Text block:
Gruff-voiced and thickly accented, Ismael Rivera’s nickname was “El Sonero Mayor”—the greatest sonero—and he truly was a stunning performer. This album, which functions as an almost complete rejection of late ’70s trends in salsa, sticking to acoustic instruments and traditional rhythms (no disco, no funk, no R&B), was made when he was 50 and features four men who were titans in their own right serving as his backup singers: Héctor Lavoe, Rubén Blades, Adalberto Santiago, and Nestor Sanchez. The album kicks off with the seven-minute statement of Afro-Latino pride “Las Caras Lindas (de mi Gente Negra),” but every song here is glorious.

Celia Cruz
Etc. Etc. Etc.

This 1970 album found Celia Cruz at a transitional point in her career. She started out in her native Cuba in the 1940s, achieving success with the Sonora Matancera orchestra, where she stayed until 1965. She then made five albums with Tito Puente before going solo. Puente produced Etc. Etc. Etc., though the orchestra was conducted by Lino Frías of Sonora Matancera. The songs are mostly uptempo, halfway between Latin jazz and Latin soul, with plenty of oomph from the horns. There are two excellent ballads and a Spanish-language bugalú version of the Archies’ “Sugar Sugar,” of all things.

Ray Barretto
Indestructible

Latin jazz musicians normally start playing traditional Latin rhythms before embracing the improvisational freedom of jazz. Conguero Ray Barretto learned swing first, then began exploring the possibilities of Latin rhythm; his aggressive percussion can be heard on dozens of jazz albums from the 1960s. This 1973 album, the title of which is a response to many of his band members leaving to form Tipica 73, features a fierce trumpet section and tremendous piano playing from Eddie Martinez on uptempo numbers like “El Hijo de Obatalá,” and “Llanto de Cocodrilo,” and the title track, while the ballad “Yo Tengo Un Amor” swings gently.

Joe Bataan
Riot!

Joe Bataan was a unique figure in Latin music history. Born to a Filipino father and a Black American mother, he grew up in a Puerto Rican neighborhood and spent time in prison. Riot! is not only one of the best-selling Latin albums of all time, it’s a pioneering effort in the development of Latin soul, the precursor to salsa. The seven-minute title track features police sirens; Bataan conducting the band and showcasing individual players, James Brown-style; and an irresistible handclap rhythm propelling the hard-charging trombones. The album also includes Latin instrumentals, doo-wop ballads, mambo numbers, and passionate street-corner soul.

La Lupe
La Lupe Es La Reina

Cuban singer La Lupe was the queen of the Latin soul era, a volcanic, sui generis talent. She performed a broad range of material, including English-language songs like “That’s The Way It’s Gonna Be” here, but her forté was passionate boleros; her voice could slide in a moment from an Eartha Kitt-style purr to a hurricane of raw emotion. This album is divided neatly in half: Side One is all orchestral, operatic boleros, while side two is raw Afro-Cuban fire, building to the closing “Guaguancó Bembé,” a passionate tribute to her Santeria faith delivered with nothing but voice and percussion.

Celia Cruz & Johnny Pacheco
Celia y Johnny

Celia Cruz made her official debut as a member of the Fania Records family with this 1974 album, a collaboration with the label’s founder, Johnny Pacheco. With Papo Lucca of Sonora Ponceña on piano; Charlie Rodriguez on tres; Hector Zarzuela and Luis “Perico” Ortiz on trumpets; and Justo Betancourt and Ismael Quintana among the chorus, with Pacheco providing percussion and flute, this album was an ideal showcase for her magnificent voice. The music is quite traditional, with little or no R&B or jazz influences except in some of Lucca’s piano solos, but the performances are so energetic that the music feels perfectly modern.

Exercise:
Decide whether each statement agrees with the text on Latin music albums, answering yes or no and quoting the words that settle it: (a) Tito Puente produced Etc. Etc. Etc.; (b) Celia y Johnny came out in 1973; (c) Joe Bataan grew up in a Filipino neighborhood. The listing that comes next is separate material with no connection to the text on Latin music albums.

(Named object pointing listing)
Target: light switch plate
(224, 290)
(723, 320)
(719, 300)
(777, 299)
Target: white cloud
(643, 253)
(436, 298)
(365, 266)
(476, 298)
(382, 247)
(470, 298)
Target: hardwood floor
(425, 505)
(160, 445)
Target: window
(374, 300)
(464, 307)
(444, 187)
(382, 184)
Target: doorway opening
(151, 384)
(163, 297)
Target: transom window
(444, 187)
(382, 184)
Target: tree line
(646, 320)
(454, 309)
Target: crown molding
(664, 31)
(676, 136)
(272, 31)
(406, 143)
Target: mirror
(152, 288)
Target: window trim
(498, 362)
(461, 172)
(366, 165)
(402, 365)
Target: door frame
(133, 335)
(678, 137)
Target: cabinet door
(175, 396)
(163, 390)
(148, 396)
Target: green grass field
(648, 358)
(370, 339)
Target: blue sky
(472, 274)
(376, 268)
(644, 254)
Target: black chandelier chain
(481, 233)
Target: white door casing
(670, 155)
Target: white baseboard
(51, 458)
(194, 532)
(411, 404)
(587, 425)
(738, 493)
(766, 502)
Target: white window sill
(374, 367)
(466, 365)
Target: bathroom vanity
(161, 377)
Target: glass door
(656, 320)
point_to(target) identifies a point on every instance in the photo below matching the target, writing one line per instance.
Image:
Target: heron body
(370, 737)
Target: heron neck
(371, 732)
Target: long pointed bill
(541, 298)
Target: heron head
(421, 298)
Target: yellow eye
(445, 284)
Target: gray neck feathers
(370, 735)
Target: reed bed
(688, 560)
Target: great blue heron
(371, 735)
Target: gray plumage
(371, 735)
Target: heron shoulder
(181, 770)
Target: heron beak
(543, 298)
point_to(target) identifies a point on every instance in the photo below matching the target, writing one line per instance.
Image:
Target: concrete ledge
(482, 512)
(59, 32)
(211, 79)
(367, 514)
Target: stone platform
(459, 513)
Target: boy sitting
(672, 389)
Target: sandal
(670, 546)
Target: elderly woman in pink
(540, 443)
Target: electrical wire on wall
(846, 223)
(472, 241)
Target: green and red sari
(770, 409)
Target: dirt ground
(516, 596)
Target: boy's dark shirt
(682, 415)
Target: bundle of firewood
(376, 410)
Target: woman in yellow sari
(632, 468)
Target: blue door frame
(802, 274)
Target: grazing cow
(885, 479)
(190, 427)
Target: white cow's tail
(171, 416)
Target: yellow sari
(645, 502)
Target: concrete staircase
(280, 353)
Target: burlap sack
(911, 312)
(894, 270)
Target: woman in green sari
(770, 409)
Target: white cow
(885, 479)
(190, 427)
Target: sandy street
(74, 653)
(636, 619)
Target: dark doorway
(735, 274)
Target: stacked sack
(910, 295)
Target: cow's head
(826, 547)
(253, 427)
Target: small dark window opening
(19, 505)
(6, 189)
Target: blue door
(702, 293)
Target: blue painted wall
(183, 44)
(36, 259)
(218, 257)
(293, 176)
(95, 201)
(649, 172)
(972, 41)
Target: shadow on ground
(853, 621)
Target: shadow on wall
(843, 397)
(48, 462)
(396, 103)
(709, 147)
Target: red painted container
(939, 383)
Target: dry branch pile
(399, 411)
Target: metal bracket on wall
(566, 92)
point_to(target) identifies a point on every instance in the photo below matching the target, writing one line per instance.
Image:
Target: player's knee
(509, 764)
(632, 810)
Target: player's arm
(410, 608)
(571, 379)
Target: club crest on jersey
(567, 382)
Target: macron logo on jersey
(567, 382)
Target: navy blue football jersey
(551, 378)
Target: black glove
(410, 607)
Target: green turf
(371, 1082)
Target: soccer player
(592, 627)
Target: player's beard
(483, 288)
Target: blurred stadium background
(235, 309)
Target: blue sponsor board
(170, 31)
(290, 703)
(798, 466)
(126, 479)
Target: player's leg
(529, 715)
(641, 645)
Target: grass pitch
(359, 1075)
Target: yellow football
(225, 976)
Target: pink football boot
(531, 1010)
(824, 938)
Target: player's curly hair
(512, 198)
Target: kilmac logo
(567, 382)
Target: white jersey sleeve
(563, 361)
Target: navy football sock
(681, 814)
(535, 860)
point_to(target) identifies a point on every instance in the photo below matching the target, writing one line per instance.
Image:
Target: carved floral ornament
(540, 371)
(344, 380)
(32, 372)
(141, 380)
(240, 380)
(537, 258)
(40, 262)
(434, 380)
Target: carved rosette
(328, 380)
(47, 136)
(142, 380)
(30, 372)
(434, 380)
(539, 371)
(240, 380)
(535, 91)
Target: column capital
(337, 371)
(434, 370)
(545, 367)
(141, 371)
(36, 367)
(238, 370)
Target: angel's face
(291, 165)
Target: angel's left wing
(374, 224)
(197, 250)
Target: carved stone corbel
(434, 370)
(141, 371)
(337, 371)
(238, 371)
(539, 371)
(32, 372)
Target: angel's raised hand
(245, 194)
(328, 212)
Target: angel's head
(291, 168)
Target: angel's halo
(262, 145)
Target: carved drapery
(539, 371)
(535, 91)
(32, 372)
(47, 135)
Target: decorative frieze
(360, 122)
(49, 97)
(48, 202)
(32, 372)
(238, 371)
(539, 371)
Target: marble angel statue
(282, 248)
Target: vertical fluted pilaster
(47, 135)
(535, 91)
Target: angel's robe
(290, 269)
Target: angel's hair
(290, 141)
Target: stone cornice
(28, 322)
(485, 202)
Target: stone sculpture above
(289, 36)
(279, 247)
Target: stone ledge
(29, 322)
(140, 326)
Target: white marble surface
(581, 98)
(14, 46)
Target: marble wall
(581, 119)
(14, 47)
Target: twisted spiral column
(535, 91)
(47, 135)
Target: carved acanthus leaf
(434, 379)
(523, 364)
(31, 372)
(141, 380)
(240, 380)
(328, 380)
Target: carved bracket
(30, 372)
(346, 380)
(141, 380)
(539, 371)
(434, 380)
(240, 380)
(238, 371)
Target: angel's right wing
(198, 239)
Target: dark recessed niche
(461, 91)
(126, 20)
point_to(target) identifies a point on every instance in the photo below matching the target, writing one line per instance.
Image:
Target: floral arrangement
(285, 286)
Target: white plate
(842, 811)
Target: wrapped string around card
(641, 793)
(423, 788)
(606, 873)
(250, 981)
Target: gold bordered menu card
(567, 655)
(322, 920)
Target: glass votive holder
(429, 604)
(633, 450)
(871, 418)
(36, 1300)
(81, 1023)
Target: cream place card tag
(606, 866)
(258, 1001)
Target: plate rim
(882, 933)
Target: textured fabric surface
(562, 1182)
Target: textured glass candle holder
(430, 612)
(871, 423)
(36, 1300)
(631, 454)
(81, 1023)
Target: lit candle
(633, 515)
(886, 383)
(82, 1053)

Result of this task:
(a) Yes: "Puente produced Etc. Etc. Etc."
(b) No: "Celia Cruz made her official debut as a member of the Fania Records family with this 1974 album"
(c) No: "he grew up in a Puerto Rican neighborhood"